From the line with "Where can you spot the sea water" to the final line, print the records exactly as they are.

*Input for this task:*
----
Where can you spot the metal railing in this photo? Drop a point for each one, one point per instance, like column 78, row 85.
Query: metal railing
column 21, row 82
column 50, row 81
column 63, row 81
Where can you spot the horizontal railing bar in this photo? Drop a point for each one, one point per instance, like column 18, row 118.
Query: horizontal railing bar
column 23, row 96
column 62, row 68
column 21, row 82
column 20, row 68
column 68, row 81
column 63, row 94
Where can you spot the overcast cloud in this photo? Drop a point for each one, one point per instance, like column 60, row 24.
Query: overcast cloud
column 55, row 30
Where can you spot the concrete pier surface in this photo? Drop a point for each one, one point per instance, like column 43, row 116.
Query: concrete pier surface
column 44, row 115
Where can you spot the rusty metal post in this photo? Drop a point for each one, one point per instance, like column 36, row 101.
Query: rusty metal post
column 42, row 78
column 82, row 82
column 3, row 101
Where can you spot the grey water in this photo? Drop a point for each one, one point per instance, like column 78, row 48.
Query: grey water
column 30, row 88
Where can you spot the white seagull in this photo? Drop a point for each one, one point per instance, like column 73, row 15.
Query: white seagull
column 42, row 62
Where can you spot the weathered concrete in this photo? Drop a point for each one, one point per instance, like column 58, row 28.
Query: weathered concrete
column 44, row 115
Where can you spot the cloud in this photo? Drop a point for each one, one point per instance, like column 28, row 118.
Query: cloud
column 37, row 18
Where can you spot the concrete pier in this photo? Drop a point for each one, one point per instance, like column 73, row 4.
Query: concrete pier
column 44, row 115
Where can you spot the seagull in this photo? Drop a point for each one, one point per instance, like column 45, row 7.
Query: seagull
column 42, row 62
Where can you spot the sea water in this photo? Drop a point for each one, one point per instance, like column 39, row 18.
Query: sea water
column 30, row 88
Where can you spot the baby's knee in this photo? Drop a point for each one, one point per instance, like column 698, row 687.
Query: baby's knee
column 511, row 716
----
*Response:*
Where can you spot the sea water in this photo? Drop a point for each one, one point per instance, like column 39, row 18.
Query: sea water
column 30, row 88
Where can you spot the baby's knee in this photo? Drop a point for each one, one point per instance, like column 698, row 687.
Query: baby's knee
column 511, row 716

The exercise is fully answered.